Saved entries:
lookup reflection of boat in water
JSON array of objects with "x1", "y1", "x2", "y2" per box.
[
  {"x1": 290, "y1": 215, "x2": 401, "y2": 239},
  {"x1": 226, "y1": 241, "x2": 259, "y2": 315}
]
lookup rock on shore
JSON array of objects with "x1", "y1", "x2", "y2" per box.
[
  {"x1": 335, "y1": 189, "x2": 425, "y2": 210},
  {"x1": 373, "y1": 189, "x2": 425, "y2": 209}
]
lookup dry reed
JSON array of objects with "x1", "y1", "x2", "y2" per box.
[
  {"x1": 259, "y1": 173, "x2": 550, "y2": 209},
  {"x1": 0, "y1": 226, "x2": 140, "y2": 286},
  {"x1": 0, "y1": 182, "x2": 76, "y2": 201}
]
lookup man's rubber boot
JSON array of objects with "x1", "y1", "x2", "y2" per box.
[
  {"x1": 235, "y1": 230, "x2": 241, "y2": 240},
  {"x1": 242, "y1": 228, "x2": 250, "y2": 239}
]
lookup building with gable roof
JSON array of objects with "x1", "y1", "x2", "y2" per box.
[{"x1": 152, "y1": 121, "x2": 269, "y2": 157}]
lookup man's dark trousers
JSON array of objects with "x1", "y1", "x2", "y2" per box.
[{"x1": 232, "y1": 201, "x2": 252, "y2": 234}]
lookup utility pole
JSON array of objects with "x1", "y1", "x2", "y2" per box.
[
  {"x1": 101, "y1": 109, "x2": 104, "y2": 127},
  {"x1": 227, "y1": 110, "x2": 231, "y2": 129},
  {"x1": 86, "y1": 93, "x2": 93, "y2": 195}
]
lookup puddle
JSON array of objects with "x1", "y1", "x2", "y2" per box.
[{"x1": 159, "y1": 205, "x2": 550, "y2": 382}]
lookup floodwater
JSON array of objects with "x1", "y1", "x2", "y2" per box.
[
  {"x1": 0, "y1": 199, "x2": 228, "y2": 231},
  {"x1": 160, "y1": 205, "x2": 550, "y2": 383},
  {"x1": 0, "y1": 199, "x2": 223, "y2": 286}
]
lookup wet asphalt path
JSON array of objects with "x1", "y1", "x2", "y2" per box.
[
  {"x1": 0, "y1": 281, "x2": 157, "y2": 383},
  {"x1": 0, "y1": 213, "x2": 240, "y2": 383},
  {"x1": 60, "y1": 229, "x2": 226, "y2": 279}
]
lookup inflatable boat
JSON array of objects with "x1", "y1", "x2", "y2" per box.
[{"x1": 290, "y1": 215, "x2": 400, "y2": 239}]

*ACTIVITY*: All of the data above needs to be retyped exactly, with each line as it stands.

*TASK OUTPUT*:
lookup reflection of boat in water
JSON array of objects with "x1", "y1", "x2", "y2" per box.
[
  {"x1": 290, "y1": 215, "x2": 401, "y2": 239},
  {"x1": 226, "y1": 241, "x2": 259, "y2": 315}
]
lookup rock on shore
JSON array of objects with "x1", "y1", "x2", "y2" per box.
[
  {"x1": 335, "y1": 189, "x2": 425, "y2": 210},
  {"x1": 373, "y1": 189, "x2": 425, "y2": 209}
]
lookup dry reed
JSON array of objects with "x1", "y1", "x2", "y2" per box.
[
  {"x1": 259, "y1": 173, "x2": 550, "y2": 209},
  {"x1": 0, "y1": 226, "x2": 140, "y2": 286},
  {"x1": 0, "y1": 182, "x2": 76, "y2": 201}
]
lookup man's rubber boot
JSON array of objects with "x1", "y1", "x2", "y2" per box.
[
  {"x1": 235, "y1": 230, "x2": 241, "y2": 240},
  {"x1": 242, "y1": 228, "x2": 250, "y2": 239}
]
lookup building with gable roof
JSON array of objects with "x1", "y1", "x2", "y2" per box.
[{"x1": 152, "y1": 121, "x2": 269, "y2": 157}]
lookup man's dark trousers
JSON array of objects with "x1", "y1", "x2", "y2" per box.
[{"x1": 232, "y1": 201, "x2": 252, "y2": 234}]
lookup utility pole
JSON array of objects with "x1", "y1", "x2", "y2" per box.
[
  {"x1": 101, "y1": 109, "x2": 104, "y2": 127},
  {"x1": 227, "y1": 110, "x2": 231, "y2": 129},
  {"x1": 86, "y1": 93, "x2": 93, "y2": 195}
]
lookup puddle
JSON array of objects with "x1", "y1", "x2", "y2" per box.
[{"x1": 159, "y1": 205, "x2": 550, "y2": 382}]
lookup floodwater
JSON array of objects with "x1", "y1", "x2", "y2" per box.
[
  {"x1": 0, "y1": 199, "x2": 228, "y2": 231},
  {"x1": 160, "y1": 205, "x2": 550, "y2": 383},
  {"x1": 0, "y1": 199, "x2": 223, "y2": 286}
]
lookup wet asphalt path
JSON array of objects with "x1", "y1", "x2", "y2" per box.
[
  {"x1": 0, "y1": 281, "x2": 157, "y2": 383},
  {"x1": 0, "y1": 213, "x2": 240, "y2": 383},
  {"x1": 60, "y1": 229, "x2": 226, "y2": 279}
]
lookup inflatable boat
JSON array of objects with "x1", "y1", "x2", "y2" per box.
[{"x1": 290, "y1": 215, "x2": 400, "y2": 239}]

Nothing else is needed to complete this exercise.